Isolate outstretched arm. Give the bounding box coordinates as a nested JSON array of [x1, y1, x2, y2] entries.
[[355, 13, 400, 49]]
_ _ _ _ _
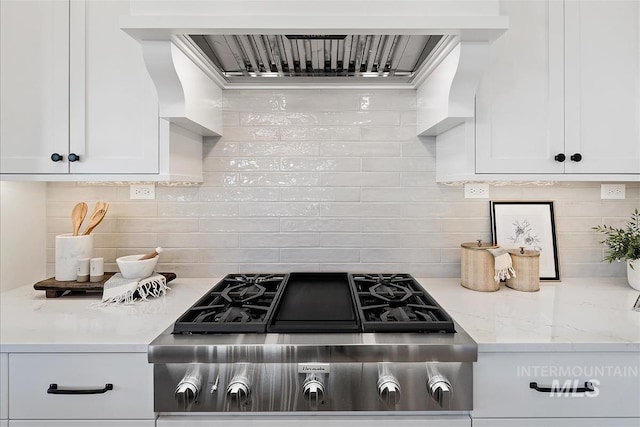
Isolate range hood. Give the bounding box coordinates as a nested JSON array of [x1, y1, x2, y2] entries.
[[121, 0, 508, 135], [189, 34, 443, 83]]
_ _ _ _ _
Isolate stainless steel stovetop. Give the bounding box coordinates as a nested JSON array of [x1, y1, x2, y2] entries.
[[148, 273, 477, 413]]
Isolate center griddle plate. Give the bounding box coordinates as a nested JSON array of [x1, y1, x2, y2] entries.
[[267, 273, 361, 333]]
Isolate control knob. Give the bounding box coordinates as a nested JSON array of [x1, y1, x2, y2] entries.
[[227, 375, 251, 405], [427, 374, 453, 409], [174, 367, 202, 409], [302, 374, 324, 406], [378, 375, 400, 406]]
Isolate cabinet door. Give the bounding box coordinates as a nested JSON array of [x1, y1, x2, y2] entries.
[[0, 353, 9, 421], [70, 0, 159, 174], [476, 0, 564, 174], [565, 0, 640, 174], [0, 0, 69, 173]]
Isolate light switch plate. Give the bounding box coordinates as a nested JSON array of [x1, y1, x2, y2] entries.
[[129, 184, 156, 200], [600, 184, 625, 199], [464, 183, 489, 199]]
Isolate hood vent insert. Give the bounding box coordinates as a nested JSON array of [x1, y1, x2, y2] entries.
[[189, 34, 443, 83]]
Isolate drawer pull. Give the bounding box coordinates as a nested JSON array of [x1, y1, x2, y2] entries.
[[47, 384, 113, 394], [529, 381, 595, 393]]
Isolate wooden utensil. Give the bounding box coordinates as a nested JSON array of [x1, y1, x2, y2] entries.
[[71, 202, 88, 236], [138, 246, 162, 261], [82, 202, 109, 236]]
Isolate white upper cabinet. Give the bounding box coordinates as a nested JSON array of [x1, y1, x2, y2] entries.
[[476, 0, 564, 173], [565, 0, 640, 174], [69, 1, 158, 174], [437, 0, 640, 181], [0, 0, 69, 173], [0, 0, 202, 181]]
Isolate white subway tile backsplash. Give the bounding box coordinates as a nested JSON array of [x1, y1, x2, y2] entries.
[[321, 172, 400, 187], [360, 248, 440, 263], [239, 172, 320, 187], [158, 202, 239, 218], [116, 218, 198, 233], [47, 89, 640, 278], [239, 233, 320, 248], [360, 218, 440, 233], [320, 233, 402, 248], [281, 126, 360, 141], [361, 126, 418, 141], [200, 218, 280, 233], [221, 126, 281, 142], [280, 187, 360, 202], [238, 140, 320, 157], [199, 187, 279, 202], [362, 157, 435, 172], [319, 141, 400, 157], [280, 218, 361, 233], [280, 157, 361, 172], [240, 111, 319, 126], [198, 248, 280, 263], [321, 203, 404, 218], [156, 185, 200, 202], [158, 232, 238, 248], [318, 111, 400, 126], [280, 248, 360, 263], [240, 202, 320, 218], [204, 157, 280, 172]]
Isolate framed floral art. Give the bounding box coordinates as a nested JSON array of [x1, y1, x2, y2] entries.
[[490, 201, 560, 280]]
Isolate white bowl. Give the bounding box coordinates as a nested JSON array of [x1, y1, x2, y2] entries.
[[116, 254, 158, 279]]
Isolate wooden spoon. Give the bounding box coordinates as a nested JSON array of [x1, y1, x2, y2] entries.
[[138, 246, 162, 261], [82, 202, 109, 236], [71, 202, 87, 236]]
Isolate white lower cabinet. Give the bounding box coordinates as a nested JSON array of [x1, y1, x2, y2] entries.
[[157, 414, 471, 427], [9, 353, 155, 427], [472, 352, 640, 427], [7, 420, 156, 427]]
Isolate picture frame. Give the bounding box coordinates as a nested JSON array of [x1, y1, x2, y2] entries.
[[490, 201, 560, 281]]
_ _ _ _ _
**SET PROBLEM:** Starting at the line that has "Isolate stainless steel" and stopping after the line that has "202, 109, 236]]", write those records out again with "nested JSON array" swapped for "JSON list" and nothing else changed.

**EXERCISE RESULT:**
Isolate stainless steel stovetop. Give the bounding box coordinates as a JSON list of [x1, y1, x2, y2] entries.
[[148, 273, 477, 413]]
Isolate center griddle plate. Give the bounding box coordinates as a JSON list of [x1, y1, x2, y2] entries.
[[267, 273, 361, 333]]
Isolate control knob. Give the bounding box coordinates as a JSON list of [x1, y1, x2, y2] entries.
[[227, 375, 251, 405], [427, 374, 453, 409], [174, 367, 202, 409], [302, 374, 324, 406], [378, 375, 400, 406]]
Isolate cabinet door. Give the bounding box coordinates as a JSON list of [x1, y1, x2, y2] entries.
[[0, 353, 9, 421], [70, 0, 159, 174], [476, 0, 564, 174], [565, 0, 640, 174], [0, 0, 69, 173]]
Isolate light switch plate. Give the bounding box coordinates as a JSON list of [x1, y1, x2, y2] entries.
[[129, 184, 156, 200], [600, 184, 625, 199], [464, 183, 489, 199]]
Isolate hood vent insert. Give the bounding box coordinates as a JSON list of [x1, y1, x2, y2] entries.
[[189, 34, 443, 83]]
Isolate drawer pull. Give the bounding box coordinates as a JSON list of [x1, y1, x2, y2] entries.
[[47, 384, 113, 394], [529, 381, 595, 393]]
Isolate wooden utensil. Give the bounding box coordinates as a JSON list of [x1, y1, x2, y2] entries.
[[71, 202, 88, 236], [138, 246, 162, 261], [82, 202, 109, 236]]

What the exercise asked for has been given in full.